DIRECTION —
Format the material below as a numbered list, one item per line, and leave out any blank lines.

╭──

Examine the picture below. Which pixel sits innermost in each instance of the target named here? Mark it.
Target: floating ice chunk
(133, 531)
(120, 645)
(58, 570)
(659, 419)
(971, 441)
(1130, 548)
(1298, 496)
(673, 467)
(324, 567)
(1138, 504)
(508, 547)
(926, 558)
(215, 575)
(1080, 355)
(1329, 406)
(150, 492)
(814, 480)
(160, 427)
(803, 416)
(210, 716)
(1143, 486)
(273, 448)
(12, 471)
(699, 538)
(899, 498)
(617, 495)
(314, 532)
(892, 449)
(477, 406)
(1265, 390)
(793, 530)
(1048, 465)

╰──

SOLVED EXERCISE —
1. Examine the picture below. Which pixel sits innermost in each instance of the target named here? Mark it.
2. Target: floating ice chunk
3. (133, 531)
4. (120, 645)
5. (58, 570)
6. (659, 419)
7. (971, 441)
8. (1130, 548)
9. (1298, 496)
10. (673, 467)
11. (324, 567)
12. (1138, 504)
13. (508, 547)
14. (926, 558)
15. (215, 575)
16. (1080, 355)
17. (1329, 406)
18. (150, 492)
19. (814, 480)
20. (160, 427)
21. (803, 416)
22. (210, 716)
23. (1143, 486)
24. (273, 448)
25. (12, 471)
26. (699, 538)
27. (899, 498)
28. (617, 495)
29. (314, 532)
30. (892, 449)
31. (477, 406)
32. (1265, 390)
33. (793, 530)
34. (1048, 465)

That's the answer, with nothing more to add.